▶ **Task description**
Copy exactly, and only, the lines from the line containing "of the white" through the last line of the records below, both included.

— BEGIN Data for processing —

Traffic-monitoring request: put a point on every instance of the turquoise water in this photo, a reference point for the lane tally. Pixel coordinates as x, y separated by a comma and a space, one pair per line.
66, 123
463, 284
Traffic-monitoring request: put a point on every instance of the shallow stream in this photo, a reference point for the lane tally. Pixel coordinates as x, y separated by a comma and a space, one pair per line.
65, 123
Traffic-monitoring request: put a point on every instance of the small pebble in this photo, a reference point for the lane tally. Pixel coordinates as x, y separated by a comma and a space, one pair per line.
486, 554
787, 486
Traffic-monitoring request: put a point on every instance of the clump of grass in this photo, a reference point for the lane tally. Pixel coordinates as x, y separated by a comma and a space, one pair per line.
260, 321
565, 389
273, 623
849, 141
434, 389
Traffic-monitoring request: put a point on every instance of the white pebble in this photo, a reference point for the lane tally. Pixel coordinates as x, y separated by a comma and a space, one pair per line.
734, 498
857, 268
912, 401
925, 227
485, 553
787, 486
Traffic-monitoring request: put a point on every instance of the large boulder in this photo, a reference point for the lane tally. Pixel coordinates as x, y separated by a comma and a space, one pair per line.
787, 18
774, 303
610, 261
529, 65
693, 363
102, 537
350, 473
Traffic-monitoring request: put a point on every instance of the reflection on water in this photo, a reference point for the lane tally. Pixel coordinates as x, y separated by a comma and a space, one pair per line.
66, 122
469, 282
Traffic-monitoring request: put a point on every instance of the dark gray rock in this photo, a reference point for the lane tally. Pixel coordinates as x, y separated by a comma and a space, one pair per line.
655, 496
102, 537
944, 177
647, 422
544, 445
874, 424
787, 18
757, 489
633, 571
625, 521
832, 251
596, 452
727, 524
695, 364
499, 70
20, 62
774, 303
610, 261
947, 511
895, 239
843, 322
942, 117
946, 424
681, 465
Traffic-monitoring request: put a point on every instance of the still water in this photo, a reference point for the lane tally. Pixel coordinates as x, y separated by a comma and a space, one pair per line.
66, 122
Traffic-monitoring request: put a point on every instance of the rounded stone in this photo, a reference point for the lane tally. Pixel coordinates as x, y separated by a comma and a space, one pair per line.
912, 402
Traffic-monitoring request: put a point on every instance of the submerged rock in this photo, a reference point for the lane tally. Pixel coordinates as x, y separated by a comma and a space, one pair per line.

— END Data for processing —

▶ **Response to this task**
Traffic-monitoring request: put a point on every instance of the white pebble in this photo, a reference point for the lane tally. Pixel coordinates as x, y separated by a comma and a space, one pair per line.
734, 498
857, 268
912, 401
925, 227
485, 553
787, 486
Traffic-monitoring request: put a point on every instance of the large boulder in this photo, a reference point for the lane tally. Pixel coordinates as x, y separated by a comma and a space, one pair per line.
787, 18
774, 303
610, 261
529, 65
693, 363
102, 537
350, 473
Traffic-monitoring request: put a point on every instance of the reflection on water in this photo, a reference point for the lane tally. Pixel coordinates as x, y separated by a comma and a space, one pair per line.
66, 122
469, 282
Traffic-monitoring request: put a point on every instance of the dark gray rock in this photo, a reference point for the lane tally. Pixel coordinates as x, y separated by a comma and a space, one pair per line.
655, 496
102, 537
944, 177
647, 422
544, 445
874, 424
787, 18
757, 489
633, 571
625, 521
832, 251
596, 452
727, 524
695, 364
499, 70
20, 62
774, 303
610, 261
947, 511
895, 239
843, 322
942, 117
946, 424
681, 465
Traffic-monitoring request: put a point on every instance of the still water in this photo, a reference point for the lane tally. Pixel coordinates as x, y separated by a comma and a space, one pair per line.
66, 122
Traffic-monitoring request: put a point on every instance of the rounded stone in this photo, a reference point for the lane tally. Pixel coordinates as x, y separated by a comma and a space, one pair per line.
912, 402
Traffic-monitoring request: put a point on every instance of the submerged rock in this photo, a reference point for the lane tally. Pixel coordinates as x, y separated by a comma and a space, one pair per line.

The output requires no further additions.